▶ _Text shown_
Her father, 80-year-old Elbert Weston, said the virus swept through the facility after the transfer.
Elderly at risk
The dangers of coronavirus outbreaks in nursing homes have been well-known to public health experts since the earliest days of the pandemic. One of the first outbreaks in the U.S. killed 37 residents at a nursing home in Washington.
The first wave of coronavirus cases in the U.S. devastated nursing homes in the northeast. A late March evacuation of St. Joseph’s Senior Home in Woodbridge, N.J. showed how such a drastic step could have devastating consequences. According to NJ.com, the evacuation not only spread virus to facilities that had previously been spared, it also caused residents grave harm as they hastily shifted from one home to the next.
Melissa O’Connor, an expert on healthcare for seniors at Villanova University, said she was surprised to see Alabama making the same decisions in July that led to disastrous consequences several months earlier in New Jersey.
“The East Coast had already had major, major issues that Alabama could have learned from,” O’Connor said. “I could defend the East Coast and give them a bit of a break because nobody really knew what we were dealing with at the beginning. But by July, we knew what could happen.”
Some states have adopted strategies aimed at keeping residents in one place during staffing shortages. At least ten of them have created special strike teams that can flood nursing homes with staff and supplies during coronavirus outbreaks. Others have mobilized National Guard units.
Alabama health officials took a more hands-off approach when Attalla Health and Rehab became overwhelmed in July, assisting over the phone while staff tried to coordinate the care and relocation of dozens of residents, Lester said. Dr. Karen Landers, area health officer for the Alabama Department of Public Health, said the department can call for volunteer nurses, but does not have the capacity to create a team.

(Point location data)
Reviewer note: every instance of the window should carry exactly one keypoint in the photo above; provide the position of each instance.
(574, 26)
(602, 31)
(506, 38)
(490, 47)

▶ _Activities_
[A] Translate this sentence from the nursing home article into Spanish: "Some states have adopted strategies aimed at keeping residents in one place during staffing shortages."
[B] Answer these questions from the nursing home article:
(i) How many residents died in one of the first U.S. outbreaks, at a nursing home in Washington?
(ii) At which university does Melissa O'Connor work?
(iii) At least how many states have created special strike teams?
[C] Please extend the nursing home article beyond its final paragraph.
The records have nothing to do with this.

▶ _Answers to this exercise_
[A] Algunos estados han adoptado estrategias destinadas a mantener a los residentes en un solo lugar durante la escasez de personal.

[B]
(i) 37
(ii) Villanova University
(iii) Ten

[C]
“We really do not have the staff to do that,” Landers said. “Most of our nurses are fully engaged in other aspects of our COVID response.”
Jamie Harding, spokeswoman for the AARP of Alabama, said the transfer and subsequent outbreaks reveal shortcomings in the state’s approach to COVID-19 in nursing homes. The AARP has asked state leaders to help facilities improve staffing and care. They’ve also requested more up-to-date information about nursing home outbreaks.
Officials with the Alabama Department of Public Health have refused to release details about its nursing home coronavirus plan. And it is one of just a handful of states not releasing data on nursing home cases.
“I think again, we have seen so little transparency from our state leadership, and this is just another instance of it,” Harding said. “We know nursing homes were not overstaffed before we had COVID and now they are really struggling. What we really want to see is a strategic plan for how these facilities are going to operate safely.”
The end of the road
Phyllis Meek, 82, lost her husband William Meek at the beginning of September. Meek was 83 and suffered from dementia. Still, he remained physically strong, wearing out the soles of his shoes as he paced the long corridors. William Meek lived at Trussville Health and Rehab for two years, she said.
When coronavirus arrived at the nursing home, Meek had to stay in his room. That was hard, said his wife.
“He would call and beg me to take him home,” Phyllis Meek said. “He was so unhappy there because he wanted his freedom like he always had.”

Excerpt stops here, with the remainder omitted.